Extracted information:
BEGIN
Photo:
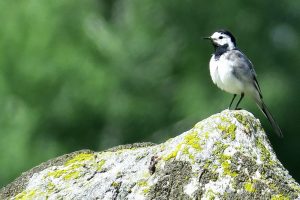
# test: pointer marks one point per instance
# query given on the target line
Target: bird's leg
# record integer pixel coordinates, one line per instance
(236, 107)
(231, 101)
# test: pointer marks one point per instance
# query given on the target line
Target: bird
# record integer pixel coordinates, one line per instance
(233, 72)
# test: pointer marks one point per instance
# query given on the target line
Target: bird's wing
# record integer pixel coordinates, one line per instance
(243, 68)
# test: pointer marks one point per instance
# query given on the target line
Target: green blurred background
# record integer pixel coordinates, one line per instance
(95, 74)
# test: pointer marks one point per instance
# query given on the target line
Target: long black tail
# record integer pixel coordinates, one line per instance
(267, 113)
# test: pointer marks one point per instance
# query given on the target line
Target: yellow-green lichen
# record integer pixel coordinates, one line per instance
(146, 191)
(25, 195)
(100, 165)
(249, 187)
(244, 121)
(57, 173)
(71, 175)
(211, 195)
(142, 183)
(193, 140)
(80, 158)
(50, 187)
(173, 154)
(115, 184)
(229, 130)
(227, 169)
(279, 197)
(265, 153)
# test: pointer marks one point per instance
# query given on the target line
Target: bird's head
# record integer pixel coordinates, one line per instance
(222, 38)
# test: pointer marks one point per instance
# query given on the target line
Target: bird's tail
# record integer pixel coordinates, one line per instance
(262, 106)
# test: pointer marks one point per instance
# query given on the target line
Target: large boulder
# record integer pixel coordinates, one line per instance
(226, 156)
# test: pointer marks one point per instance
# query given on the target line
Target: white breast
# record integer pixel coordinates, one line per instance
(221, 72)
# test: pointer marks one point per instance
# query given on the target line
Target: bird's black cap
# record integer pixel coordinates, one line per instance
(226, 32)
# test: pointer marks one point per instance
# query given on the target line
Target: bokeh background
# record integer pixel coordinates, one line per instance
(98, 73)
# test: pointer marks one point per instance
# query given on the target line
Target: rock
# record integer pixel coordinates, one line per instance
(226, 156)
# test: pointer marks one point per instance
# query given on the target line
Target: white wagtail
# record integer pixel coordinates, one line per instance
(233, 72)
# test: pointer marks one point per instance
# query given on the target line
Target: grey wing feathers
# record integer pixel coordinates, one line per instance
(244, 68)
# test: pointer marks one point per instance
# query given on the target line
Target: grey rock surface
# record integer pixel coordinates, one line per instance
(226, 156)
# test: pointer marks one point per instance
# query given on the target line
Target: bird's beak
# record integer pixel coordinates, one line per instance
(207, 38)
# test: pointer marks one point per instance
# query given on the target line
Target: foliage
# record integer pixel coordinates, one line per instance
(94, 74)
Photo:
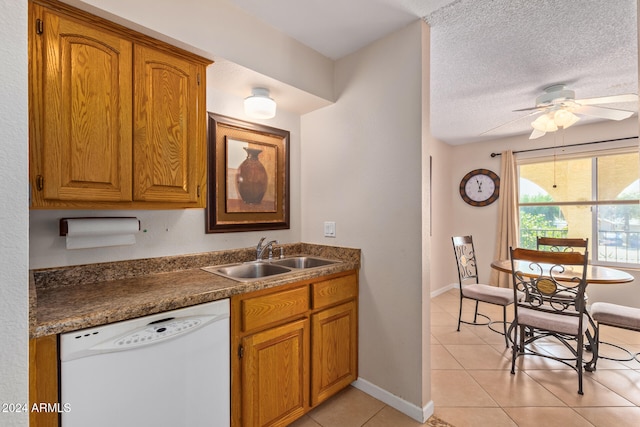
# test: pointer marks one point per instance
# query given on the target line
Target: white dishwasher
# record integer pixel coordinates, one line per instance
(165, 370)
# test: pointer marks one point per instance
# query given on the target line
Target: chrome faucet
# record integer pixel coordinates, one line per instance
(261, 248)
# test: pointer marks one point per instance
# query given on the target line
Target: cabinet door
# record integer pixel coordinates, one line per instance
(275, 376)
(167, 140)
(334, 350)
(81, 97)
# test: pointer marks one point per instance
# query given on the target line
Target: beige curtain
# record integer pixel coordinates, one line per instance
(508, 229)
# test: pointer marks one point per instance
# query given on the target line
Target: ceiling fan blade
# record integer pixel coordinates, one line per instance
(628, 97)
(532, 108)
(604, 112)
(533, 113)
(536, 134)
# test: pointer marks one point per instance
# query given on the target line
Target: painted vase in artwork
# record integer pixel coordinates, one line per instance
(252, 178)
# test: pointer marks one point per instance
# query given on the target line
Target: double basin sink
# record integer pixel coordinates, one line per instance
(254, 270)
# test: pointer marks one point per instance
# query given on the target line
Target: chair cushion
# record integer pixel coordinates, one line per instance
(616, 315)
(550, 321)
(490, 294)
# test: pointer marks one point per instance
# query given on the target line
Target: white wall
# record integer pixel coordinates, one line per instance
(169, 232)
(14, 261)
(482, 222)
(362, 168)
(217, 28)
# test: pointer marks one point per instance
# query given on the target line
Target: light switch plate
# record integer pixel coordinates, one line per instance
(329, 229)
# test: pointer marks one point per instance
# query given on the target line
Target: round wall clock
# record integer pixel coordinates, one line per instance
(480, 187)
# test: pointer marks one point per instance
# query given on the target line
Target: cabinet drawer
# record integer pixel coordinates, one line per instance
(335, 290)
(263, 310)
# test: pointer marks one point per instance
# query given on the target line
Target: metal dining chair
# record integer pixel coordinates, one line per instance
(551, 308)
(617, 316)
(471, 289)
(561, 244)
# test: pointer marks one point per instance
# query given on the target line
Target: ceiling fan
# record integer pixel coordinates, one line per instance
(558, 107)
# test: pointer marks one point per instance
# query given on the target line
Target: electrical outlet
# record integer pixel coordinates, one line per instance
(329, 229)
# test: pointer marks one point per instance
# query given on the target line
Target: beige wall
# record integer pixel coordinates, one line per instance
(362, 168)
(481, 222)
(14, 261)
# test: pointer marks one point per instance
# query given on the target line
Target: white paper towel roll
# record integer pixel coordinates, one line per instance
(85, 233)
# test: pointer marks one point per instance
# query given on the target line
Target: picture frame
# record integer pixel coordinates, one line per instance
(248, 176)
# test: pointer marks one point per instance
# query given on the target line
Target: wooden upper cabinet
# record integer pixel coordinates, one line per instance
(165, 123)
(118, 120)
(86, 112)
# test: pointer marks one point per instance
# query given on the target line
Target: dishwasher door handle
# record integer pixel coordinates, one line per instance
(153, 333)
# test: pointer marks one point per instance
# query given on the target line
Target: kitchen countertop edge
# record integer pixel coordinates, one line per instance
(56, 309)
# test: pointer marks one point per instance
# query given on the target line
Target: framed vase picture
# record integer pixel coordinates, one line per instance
END
Aim of the task: Within the listing, how many lines hold the word "wing"? Answer with the number by itself.

Solution: 2